## THE EXERCISE
Output every line of the listing below as a JSON list of strings, one string per line, skipping blank lines and leaving the pictures out.

** START THE RECORDS **

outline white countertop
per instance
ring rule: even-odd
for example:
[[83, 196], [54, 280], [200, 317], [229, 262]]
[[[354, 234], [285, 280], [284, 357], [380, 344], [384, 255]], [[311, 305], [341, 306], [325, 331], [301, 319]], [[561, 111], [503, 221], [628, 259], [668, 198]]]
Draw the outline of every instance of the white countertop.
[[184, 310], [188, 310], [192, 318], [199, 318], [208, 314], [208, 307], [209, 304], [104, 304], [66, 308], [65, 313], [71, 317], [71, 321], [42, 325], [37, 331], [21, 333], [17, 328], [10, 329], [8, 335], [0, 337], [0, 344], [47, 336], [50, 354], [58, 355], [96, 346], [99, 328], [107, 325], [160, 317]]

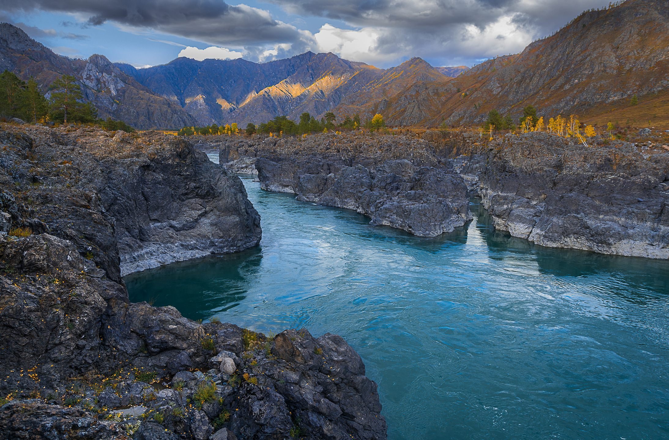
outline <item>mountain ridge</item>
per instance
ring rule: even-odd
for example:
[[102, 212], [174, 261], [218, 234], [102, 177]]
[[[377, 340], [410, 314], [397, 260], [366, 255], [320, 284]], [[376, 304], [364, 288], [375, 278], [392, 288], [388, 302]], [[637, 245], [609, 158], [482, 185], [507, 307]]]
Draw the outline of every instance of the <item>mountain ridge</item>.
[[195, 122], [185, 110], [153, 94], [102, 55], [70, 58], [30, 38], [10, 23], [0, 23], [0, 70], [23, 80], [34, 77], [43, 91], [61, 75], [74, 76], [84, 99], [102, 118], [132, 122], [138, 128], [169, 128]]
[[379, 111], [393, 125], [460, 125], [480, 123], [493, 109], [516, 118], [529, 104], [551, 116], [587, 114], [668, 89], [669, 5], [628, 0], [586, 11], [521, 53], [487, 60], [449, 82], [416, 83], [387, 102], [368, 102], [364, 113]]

** END THE RECORDS **

## EXERCISE RESULT
[
  "outline white countertop",
  "per instance",
  "ring rule: even-odd",
  "for example:",
  "[[83, 196], [54, 280], [200, 317], [229, 262]]",
  "[[[354, 234], [285, 280], [284, 357], [380, 344], [384, 255]], [[311, 305], [341, 306], [325, 331], [301, 319]], [[561, 111], [503, 221], [628, 259], [668, 198]]]",
  "Draw the outline of every instance of the white countertop.",
  "[[184, 310], [188, 310], [192, 318], [199, 318], [208, 314], [208, 307], [209, 304], [104, 304], [66, 308], [65, 313], [71, 317], [71, 321], [42, 325], [37, 331], [21, 333], [17, 328], [10, 329], [8, 335], [0, 337], [0, 344], [47, 336], [50, 354], [58, 355], [96, 346], [99, 328], [107, 325], [160, 317]]",
  "outline <item>mountain ridge</item>",
  "per instance",
  "ring rule: even-odd",
  "for example:",
  "[[102, 212], [174, 261], [218, 234], [102, 177]]",
  "[[[377, 340], [410, 314], [397, 260], [366, 255], [320, 284]], [[376, 304], [364, 288], [375, 278], [392, 288], [388, 302]], [[637, 245], [609, 158], [482, 185], [507, 307]]]",
  "Draw the outline of every instance of the <item>mountain ridge</item>.",
  "[[195, 122], [185, 110], [153, 94], [102, 55], [70, 58], [30, 38], [10, 23], [0, 23], [0, 70], [23, 80], [34, 77], [43, 91], [61, 75], [74, 76], [84, 99], [102, 118], [132, 122], [138, 128], [169, 128]]",
  "[[379, 111], [393, 125], [460, 125], [480, 123], [493, 109], [516, 118], [529, 104], [551, 116], [587, 114], [668, 89], [669, 5], [628, 0], [586, 11], [521, 53], [487, 60], [449, 82], [416, 83], [387, 102], [368, 102], [364, 113]]"
]